* _Task input_
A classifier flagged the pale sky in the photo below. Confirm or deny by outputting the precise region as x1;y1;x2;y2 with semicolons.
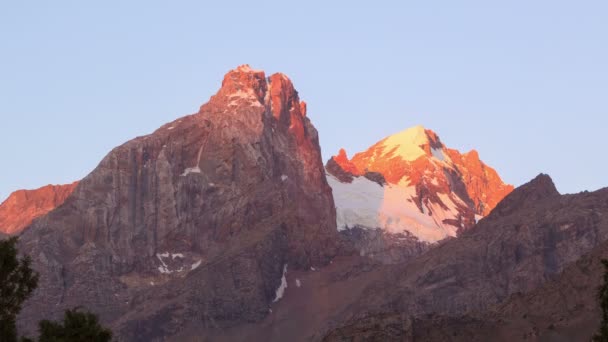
0;0;608;201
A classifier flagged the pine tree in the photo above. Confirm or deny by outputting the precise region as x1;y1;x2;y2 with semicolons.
593;259;608;342
0;237;38;342
38;308;112;342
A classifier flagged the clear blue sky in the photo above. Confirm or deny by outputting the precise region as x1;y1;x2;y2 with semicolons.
0;0;608;198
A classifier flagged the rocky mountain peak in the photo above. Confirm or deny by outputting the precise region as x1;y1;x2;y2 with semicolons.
326;126;513;242
495;173;560;215
0;182;78;235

* _Task goal_
Reproduce all of the entries above verbatim, omitting the pictures.

* _Complete answer_
A classifier flagged the pale sky in the photo below. Confirm or deny by outputting the precise region as x1;y1;x2;y2 with semicolons.
0;0;608;201
A classifier flagged the pine tree in the photo above. Confirm or deny by outputting the precise region as x1;y1;x2;y2 with semicolons.
593;259;608;342
0;237;38;342
38;308;112;342
A classifier flagged the clear blue sky in the photo above. Confirm or deny by outputting the precise region as x1;y1;x2;y2 with semicolons.
0;0;608;198
A classifier flagged the rocky mountain peak in the photo above. Confirm or deny by outputting the precise region as x1;y1;x2;y2 with semicolons.
326;126;513;242
495;173;560;215
0;182;78;235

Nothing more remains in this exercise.